[Excerpt provided]

Five years ago, here at the Arts Council we established our first ever Enterprise and Innovation team, tasked with embedding innovation and entrepreneurialism in the creative and cultural sector. The remit of this team is broad, encompassing income generation and business models, philanthropy, alternative means of finance, digital transformation, and environmental responsibility. 

All of this work plays its own part in helping achieve the vision of Let’s Create, but our innovation work has a particular focus on the Dynamism Investment Principle and its ambition to develop a more entrepreneurial sector; one that is mature in its use of technology and data, and develops the skills of its workforce to meet future needs.

[/Excerpt provided]
[Data excerpt]

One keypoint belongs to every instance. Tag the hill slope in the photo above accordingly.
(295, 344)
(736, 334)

[/Data excerpt]

What to do
[1] In the Arts Council excerpt, which Investment Principle is the focus of the innovation work?
[2] Return the Arts Council excerpt word for word, from "Five years ago, here" up to and including "to meet future needs.".

Solution set
[1] The Dynamism Investment Principle.

[2]
Five years ago, here at the Arts Council we established our first ever Enterprise and Innovation team, tasked with embedding innovation and entrepreneurialism in the creative and cultural sector. The remit of this team is broad, encompassing income generation and business models, philanthropy, alternative means of finance, digital transformation, and environmental responsibility. 

All of this work plays its own part in helping achieve the vision of Let’s Create, but our innovation work has a particular focus on the Dynamism Investment Principle and its ambition to develop a more entrepreneurial sector; one that is mature in its use of technology and data, and develops the skills of its workforce to meet future needs.